___ Records to process

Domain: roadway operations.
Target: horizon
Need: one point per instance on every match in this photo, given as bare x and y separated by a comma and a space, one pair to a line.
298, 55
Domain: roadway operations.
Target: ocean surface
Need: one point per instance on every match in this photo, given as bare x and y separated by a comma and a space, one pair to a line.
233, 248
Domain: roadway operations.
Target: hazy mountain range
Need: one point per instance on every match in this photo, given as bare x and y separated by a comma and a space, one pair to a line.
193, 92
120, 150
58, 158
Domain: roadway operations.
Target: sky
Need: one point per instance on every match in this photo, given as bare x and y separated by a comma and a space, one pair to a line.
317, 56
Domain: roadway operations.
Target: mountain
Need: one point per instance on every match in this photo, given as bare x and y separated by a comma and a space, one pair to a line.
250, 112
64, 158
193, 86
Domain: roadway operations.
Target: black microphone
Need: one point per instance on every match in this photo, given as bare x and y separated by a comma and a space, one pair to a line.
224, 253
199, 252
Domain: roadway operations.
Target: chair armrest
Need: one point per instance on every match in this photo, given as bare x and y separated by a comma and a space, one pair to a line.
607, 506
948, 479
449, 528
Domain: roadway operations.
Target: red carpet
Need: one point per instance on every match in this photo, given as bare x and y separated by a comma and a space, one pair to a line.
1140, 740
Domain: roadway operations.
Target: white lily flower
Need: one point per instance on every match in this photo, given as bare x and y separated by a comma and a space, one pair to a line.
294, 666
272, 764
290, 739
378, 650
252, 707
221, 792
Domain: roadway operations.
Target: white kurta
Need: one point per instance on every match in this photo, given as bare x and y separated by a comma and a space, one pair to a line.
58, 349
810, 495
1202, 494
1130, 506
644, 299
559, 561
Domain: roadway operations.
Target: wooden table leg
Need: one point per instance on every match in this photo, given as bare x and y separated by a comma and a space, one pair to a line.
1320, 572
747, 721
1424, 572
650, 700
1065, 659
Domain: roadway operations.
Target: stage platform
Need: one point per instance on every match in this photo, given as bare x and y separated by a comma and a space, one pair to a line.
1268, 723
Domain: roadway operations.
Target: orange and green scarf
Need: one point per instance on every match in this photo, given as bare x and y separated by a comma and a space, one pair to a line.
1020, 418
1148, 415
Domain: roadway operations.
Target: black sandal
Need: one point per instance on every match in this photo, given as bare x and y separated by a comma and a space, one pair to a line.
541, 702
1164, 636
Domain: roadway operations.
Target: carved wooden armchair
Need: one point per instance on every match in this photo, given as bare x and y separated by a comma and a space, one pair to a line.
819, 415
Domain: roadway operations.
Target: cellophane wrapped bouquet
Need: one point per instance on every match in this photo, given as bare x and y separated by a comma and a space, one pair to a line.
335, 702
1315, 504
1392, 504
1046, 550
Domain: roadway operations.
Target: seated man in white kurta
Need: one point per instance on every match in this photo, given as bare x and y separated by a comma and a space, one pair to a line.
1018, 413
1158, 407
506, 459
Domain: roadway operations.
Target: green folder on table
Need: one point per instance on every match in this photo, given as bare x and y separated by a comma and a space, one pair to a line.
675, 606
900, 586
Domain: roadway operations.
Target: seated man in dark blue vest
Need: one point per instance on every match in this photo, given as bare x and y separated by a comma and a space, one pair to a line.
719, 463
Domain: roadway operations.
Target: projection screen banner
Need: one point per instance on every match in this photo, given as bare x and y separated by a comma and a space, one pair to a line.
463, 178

______

Transcribe each entry exactly.

Domain: roadway operations.
Target: horizon
Need: one point per instance on every match in this photo, given as bare x and y separated by a comma and a space, one pair to a line.
298, 55
Domain: roadway operations.
Target: ocean surface
Need: one point per instance on every match in this photo, given as bare x and y separated by a comma and a space, one pair to a line.
233, 248
Domain: roadway operations.
Target: hazy mountain range
Need: one point per instance on every match in this photo, given as bare x and y separated by a comma and a space, one pair to a line.
193, 92
120, 150
58, 158
Domain: roadway operations.
Target: sky
Need: one point per instance on every match in this photo, given as bare x and y separated by a comma and a space, one pair to a line.
317, 56
Domain: roadway operations.
Target: mountain
Need: one point per instance on every match in this photo, given as bare x and y separated by a comma and a space, one pair to a line.
250, 112
64, 158
193, 86
Domain: roadway operations.
Target: black microphone
Need: one point per instance on every match in this photo, given as bare x and y separated by a comma and a space, one pair to a line.
224, 253
199, 252
Domain: roadway operations.
Target: chair armrest
Need: one point per instance on every match in this photo, given as bare x and y separated by a comma and a space, one pair to a line.
607, 506
948, 479
449, 528
Domain: roadway operations.
Target: red carpet
Need: one point per instance on every match in this photo, given as bare x and y separated by a comma and a space, one pair to a line.
1140, 740
Domain: roadway operations.
Target: white lily flower
Need: one point per instance on every match in this photo, given as bare x and y separated by a comma and a space, one pair to a line.
294, 666
272, 764
290, 739
378, 650
252, 707
221, 792
Domain: roadway operations.
Target: white kurta
Need: one point per instance on every match in this photo, given as bare x and y separated by a comma and a space, one pair to a line.
58, 349
810, 495
1202, 494
1130, 506
644, 299
559, 561
Domain: roadway operations.
Target: wooden table leg
Need: one point per instance on every match in this photo, given as bare x and y separated by a comma and a space, one pair to a line.
1320, 572
747, 721
1424, 572
650, 700
1065, 659
Domain: roadway operations.
Target: stage platform
Need: one point per instance on every match in this photo, given as bare x and y separated by a comma and a space, one pair to a line.
1268, 723
Domain: roadway operations.
Target: orange and green scarf
Need: one point per instance on every match in this photo, given as bare x and y separated by a comma and a space, one pair to a line.
1020, 418
1148, 415
Domain: roadway operations.
Target: black sandal
Need: one point per instance on every match in this photo, given as bare x and y separated by a comma and a space, one pair to a line.
541, 702
1164, 636
Domain: roadway operations.
Target: carved wooden armchair
Need: one point per instance on every match in this photo, given as bare x and y separated by a comma and a space, one pair to a line.
819, 415
Domain: roadway operations.
Target: cellophane wrapped bouquet
Need: one point per instance on every match in this photo, given as bare x and y separated by a comma and a space, one pair to a line.
335, 702
1315, 504
1392, 504
1046, 550
Domain: roadway operations.
Target: seated man in white kurta
Need: one point per instance on every match in this photo, given as bare x and y separated by a comma and a space, one pair to a line.
1018, 413
1158, 407
506, 459
Domain: roadway operations.
Target: green folder on table
Need: one point per instance on every match in this photo, given as bare x and y separated by a comma and a space, one pair to a line.
675, 606
900, 586
Domain: roadway operations.
Target: seated man in dark blue vest
Need: one point per instance on every match in this photo, given as bare x and y separated by a comma and a space, one pair to a line.
719, 463
Domain: roadway operations.
Target: projection screen banner
Need: one point per instance on every match in this photo, given as bare x and y separated by a comma and a space, one pair to a line.
463, 178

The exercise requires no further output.